Records to use

******

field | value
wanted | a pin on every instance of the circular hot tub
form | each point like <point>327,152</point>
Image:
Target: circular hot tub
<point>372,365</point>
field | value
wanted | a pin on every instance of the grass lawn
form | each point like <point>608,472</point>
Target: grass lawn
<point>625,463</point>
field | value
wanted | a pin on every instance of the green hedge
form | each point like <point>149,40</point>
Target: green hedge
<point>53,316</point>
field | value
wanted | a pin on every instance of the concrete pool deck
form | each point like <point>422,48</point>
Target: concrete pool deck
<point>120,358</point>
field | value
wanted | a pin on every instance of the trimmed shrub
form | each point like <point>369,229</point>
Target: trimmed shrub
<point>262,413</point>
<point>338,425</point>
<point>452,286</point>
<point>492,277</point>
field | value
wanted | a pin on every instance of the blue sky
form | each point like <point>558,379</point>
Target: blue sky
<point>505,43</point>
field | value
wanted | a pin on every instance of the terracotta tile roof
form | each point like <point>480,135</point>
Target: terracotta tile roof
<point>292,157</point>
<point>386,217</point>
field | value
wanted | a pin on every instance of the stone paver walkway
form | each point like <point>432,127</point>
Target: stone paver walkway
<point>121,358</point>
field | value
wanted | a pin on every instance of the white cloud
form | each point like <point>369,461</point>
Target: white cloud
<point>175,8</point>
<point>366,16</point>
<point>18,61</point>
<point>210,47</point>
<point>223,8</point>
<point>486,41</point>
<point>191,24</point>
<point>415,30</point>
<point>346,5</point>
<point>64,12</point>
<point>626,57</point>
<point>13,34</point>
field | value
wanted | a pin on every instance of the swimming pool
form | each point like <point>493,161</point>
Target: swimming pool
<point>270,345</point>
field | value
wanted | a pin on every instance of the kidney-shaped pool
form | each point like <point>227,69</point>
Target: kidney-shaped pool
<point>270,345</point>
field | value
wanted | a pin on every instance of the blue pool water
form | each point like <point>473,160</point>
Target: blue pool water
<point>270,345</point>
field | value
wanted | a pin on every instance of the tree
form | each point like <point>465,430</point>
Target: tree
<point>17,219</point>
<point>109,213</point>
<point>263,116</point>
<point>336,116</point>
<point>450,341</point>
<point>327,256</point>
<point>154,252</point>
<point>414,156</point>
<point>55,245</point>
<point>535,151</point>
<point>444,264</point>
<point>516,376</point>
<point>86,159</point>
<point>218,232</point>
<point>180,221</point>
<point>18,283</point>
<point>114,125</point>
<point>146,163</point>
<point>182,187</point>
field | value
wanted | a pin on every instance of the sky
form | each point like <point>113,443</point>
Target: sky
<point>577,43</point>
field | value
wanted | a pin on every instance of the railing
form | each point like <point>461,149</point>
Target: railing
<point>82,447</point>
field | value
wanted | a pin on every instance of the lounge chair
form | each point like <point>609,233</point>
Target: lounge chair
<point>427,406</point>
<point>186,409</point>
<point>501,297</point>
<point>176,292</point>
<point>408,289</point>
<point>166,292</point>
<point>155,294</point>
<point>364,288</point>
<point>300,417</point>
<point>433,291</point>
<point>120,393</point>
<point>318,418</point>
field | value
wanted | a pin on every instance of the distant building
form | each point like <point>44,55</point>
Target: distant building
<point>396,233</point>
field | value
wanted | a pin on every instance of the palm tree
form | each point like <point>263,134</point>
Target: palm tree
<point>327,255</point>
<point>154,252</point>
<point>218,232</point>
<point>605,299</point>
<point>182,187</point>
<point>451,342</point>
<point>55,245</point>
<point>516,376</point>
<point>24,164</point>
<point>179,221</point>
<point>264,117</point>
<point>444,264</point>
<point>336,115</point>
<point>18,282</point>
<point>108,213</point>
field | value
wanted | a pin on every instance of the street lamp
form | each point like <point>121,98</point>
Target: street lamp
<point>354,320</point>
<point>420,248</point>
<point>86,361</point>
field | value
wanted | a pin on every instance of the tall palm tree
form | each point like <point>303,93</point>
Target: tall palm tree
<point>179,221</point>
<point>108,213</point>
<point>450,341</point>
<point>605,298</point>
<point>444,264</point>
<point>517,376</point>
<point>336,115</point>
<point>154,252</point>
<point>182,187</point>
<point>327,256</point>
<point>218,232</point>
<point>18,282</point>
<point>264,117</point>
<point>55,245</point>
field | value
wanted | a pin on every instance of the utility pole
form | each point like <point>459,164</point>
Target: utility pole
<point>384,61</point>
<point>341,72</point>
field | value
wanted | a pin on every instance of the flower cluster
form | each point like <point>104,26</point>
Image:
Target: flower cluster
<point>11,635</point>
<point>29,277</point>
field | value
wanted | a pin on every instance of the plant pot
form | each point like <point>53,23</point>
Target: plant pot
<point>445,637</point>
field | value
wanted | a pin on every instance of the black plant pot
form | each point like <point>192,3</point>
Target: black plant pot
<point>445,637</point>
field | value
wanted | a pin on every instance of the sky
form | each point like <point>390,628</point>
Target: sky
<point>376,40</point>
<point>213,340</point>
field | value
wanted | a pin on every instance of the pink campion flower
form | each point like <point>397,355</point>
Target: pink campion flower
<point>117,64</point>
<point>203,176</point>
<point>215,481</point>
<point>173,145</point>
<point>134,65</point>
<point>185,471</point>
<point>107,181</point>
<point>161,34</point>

******

What the exercise asks
Generate a verbatim printout of all the entries.

Answer section
field | value
wanted | a pin on every instance of the circular hot tub
form | each point like <point>327,152</point>
Image:
Target: circular hot tub
<point>372,365</point>
field | value
wanted | a pin on every instance of the grass lawn
form | each point like <point>608,472</point>
Target: grass lawn
<point>625,463</point>
field | value
wanted | a pin on every instance of the green hedge
form | each point like <point>149,40</point>
Target: green hedge
<point>53,316</point>
field | value
wanted | a pin on every instance of the concrete pool deck
form | each point like <point>422,48</point>
Target: concrete pool deck
<point>120,358</point>
field | value
wanted | a pin on every instance of the trimmed shrub
form | each point like <point>369,229</point>
Target: trimmed shrub
<point>262,413</point>
<point>338,425</point>
<point>452,286</point>
<point>492,277</point>
field | value
wanted | a pin on every instance of the blue sky
form | each point like <point>558,379</point>
Target: blue sky
<point>505,43</point>
field | value
wanted | a pin on every instance of the terracotta tile roof
form | each point like <point>480,135</point>
Target: terracotta tile roof
<point>292,157</point>
<point>386,217</point>
field | value
wanted | a pin on every instance of the stone paver walkway
form | each point like <point>432,127</point>
Target: stone paver walkway
<point>121,358</point>
field | value
wanted | a pin on every instance of the white cloud
form | each point like <point>369,461</point>
Target: white cloud
<point>175,8</point>
<point>366,16</point>
<point>18,61</point>
<point>210,47</point>
<point>223,8</point>
<point>486,41</point>
<point>191,24</point>
<point>415,30</point>
<point>346,5</point>
<point>64,12</point>
<point>626,57</point>
<point>13,34</point>
field | value
wanted | a pin on every instance of the swimming pool
form | each point like <point>493,161</point>
Target: swimming pool
<point>270,345</point>
field | value
wanted | a pin on every instance of the kidney-shaped pool
form | each point like <point>227,69</point>
Target: kidney-shaped pool
<point>270,345</point>
field | value
wanted | a pin on every instance of the blue pool water
form | each point like <point>473,160</point>
Target: blue pool water
<point>270,345</point>
field | value
wanted | a pin on every instance of the tree
form | each point like <point>465,430</point>
Target: tree
<point>17,219</point>
<point>109,213</point>
<point>263,116</point>
<point>336,116</point>
<point>450,341</point>
<point>327,256</point>
<point>154,252</point>
<point>414,156</point>
<point>55,245</point>
<point>535,151</point>
<point>444,264</point>
<point>516,376</point>
<point>86,159</point>
<point>218,232</point>
<point>180,221</point>
<point>18,283</point>
<point>114,125</point>
<point>146,163</point>
<point>182,187</point>
field | value
wanted | a pin on every instance of the sky
form | each point like <point>113,443</point>
Target: sky
<point>577,43</point>
field | value
wanted | a pin on every instance of the railing
form | each point like <point>461,149</point>
Target: railing
<point>82,447</point>
field | value
wanted | a pin on every instance of the lounge chair
form | each point like <point>609,233</point>
Target: lounge chair
<point>427,406</point>
<point>186,409</point>
<point>501,297</point>
<point>176,292</point>
<point>408,289</point>
<point>166,292</point>
<point>155,294</point>
<point>364,288</point>
<point>300,417</point>
<point>433,291</point>
<point>120,393</point>
<point>318,418</point>
field | value
wanted | a pin on every instance of the distant building
form | each point like <point>44,55</point>
Target: distant building
<point>396,233</point>
field | value
wanted | a pin on every instance of the palm tree
form | each point like <point>263,134</point>
Target: palm tree
<point>327,255</point>
<point>154,252</point>
<point>218,232</point>
<point>605,299</point>
<point>182,187</point>
<point>451,342</point>
<point>55,245</point>
<point>516,376</point>
<point>24,164</point>
<point>179,221</point>
<point>264,117</point>
<point>444,264</point>
<point>336,115</point>
<point>18,282</point>
<point>108,213</point>
field | value
wanted | a pin on every instance of the street lamp
form | each point like <point>121,98</point>
Target: street lamp
<point>354,320</point>
<point>420,248</point>
<point>86,361</point>
field | value
wanted | a pin on every instance of the tall palm tree
form | each point like <point>303,93</point>
Target: tall palm tree
<point>179,221</point>
<point>108,213</point>
<point>450,341</point>
<point>605,298</point>
<point>444,264</point>
<point>517,376</point>
<point>336,115</point>
<point>154,252</point>
<point>182,187</point>
<point>327,256</point>
<point>218,232</point>
<point>18,282</point>
<point>264,117</point>
<point>55,245</point>
field | value
wanted | a pin on every instance of the utility pole
form | each point like <point>459,164</point>
Target: utility pole
<point>384,61</point>
<point>341,72</point>
field | value
wanted | a pin on every instance of the flower cluster
form | each point like <point>104,26</point>
Image:
Target: flower cluster
<point>11,635</point>
<point>29,277</point>
field | value
wanted | a pin on every instance of the plant pot
form | each point like <point>53,23</point>
Target: plant pot
<point>445,637</point>
field | value
wanted | a pin on every instance of the black plant pot
form | each point like <point>192,3</point>
Target: black plant pot
<point>445,637</point>
field | value
wanted | a pin on every instance of the sky
form | each point like <point>390,628</point>
Target: sky
<point>376,40</point>
<point>213,340</point>
field | value
wanted | a pin on every instance of the pink campion flower
form | each point like <point>397,355</point>
Target: pink campion flower
<point>117,64</point>
<point>203,176</point>
<point>215,481</point>
<point>173,145</point>
<point>134,65</point>
<point>185,471</point>
<point>107,181</point>
<point>161,34</point>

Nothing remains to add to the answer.